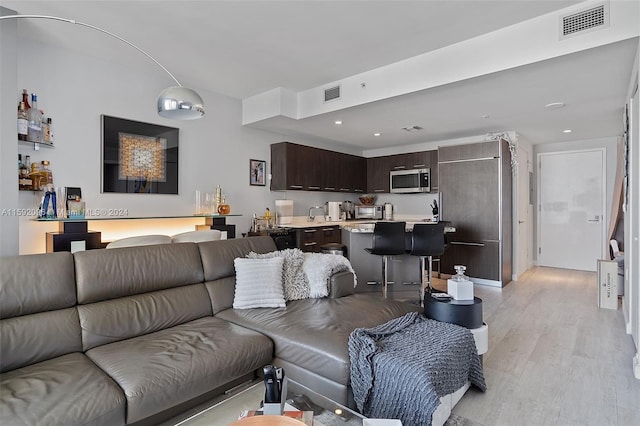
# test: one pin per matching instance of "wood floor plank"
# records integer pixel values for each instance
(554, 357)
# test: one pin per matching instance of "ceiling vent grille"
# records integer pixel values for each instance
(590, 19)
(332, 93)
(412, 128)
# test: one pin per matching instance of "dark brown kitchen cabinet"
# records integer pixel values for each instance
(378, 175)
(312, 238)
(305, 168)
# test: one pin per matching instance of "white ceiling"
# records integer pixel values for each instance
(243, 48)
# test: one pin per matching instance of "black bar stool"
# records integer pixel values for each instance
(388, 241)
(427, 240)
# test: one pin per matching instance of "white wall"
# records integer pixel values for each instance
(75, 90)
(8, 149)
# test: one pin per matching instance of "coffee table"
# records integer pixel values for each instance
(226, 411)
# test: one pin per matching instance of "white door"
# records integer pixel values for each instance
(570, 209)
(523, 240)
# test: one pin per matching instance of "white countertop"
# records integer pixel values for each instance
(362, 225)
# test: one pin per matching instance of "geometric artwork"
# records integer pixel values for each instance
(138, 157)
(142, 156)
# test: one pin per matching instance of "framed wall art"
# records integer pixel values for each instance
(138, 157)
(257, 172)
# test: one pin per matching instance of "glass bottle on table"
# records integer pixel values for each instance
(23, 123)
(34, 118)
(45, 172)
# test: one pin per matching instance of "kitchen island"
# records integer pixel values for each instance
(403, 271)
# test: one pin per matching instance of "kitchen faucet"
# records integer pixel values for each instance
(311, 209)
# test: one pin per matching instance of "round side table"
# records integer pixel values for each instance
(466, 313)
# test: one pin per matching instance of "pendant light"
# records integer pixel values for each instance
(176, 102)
________________
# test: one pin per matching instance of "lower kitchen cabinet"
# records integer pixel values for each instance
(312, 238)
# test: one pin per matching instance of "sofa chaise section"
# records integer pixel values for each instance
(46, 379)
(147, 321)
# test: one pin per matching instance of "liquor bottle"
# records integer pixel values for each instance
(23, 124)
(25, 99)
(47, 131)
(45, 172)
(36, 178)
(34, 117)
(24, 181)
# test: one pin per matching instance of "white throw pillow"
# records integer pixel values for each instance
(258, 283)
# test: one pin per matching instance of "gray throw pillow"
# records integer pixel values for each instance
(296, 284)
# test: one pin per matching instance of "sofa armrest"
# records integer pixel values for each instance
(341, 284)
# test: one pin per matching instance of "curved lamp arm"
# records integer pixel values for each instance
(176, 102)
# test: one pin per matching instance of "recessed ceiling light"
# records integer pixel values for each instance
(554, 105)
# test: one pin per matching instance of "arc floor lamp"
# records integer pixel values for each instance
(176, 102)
________________
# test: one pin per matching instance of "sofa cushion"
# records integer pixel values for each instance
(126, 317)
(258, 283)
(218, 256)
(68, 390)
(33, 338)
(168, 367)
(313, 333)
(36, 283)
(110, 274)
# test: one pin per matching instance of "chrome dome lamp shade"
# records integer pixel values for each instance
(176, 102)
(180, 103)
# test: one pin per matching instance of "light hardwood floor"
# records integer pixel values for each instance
________________
▸ EXERCISE DIRECTIONS: Copy out each line of the entries above that holds "wall".

▸ WRITTEN SOLUTION:
# test: one pin per matching instance of "white wall"
# test: one pin per matching instance of "framed wall art"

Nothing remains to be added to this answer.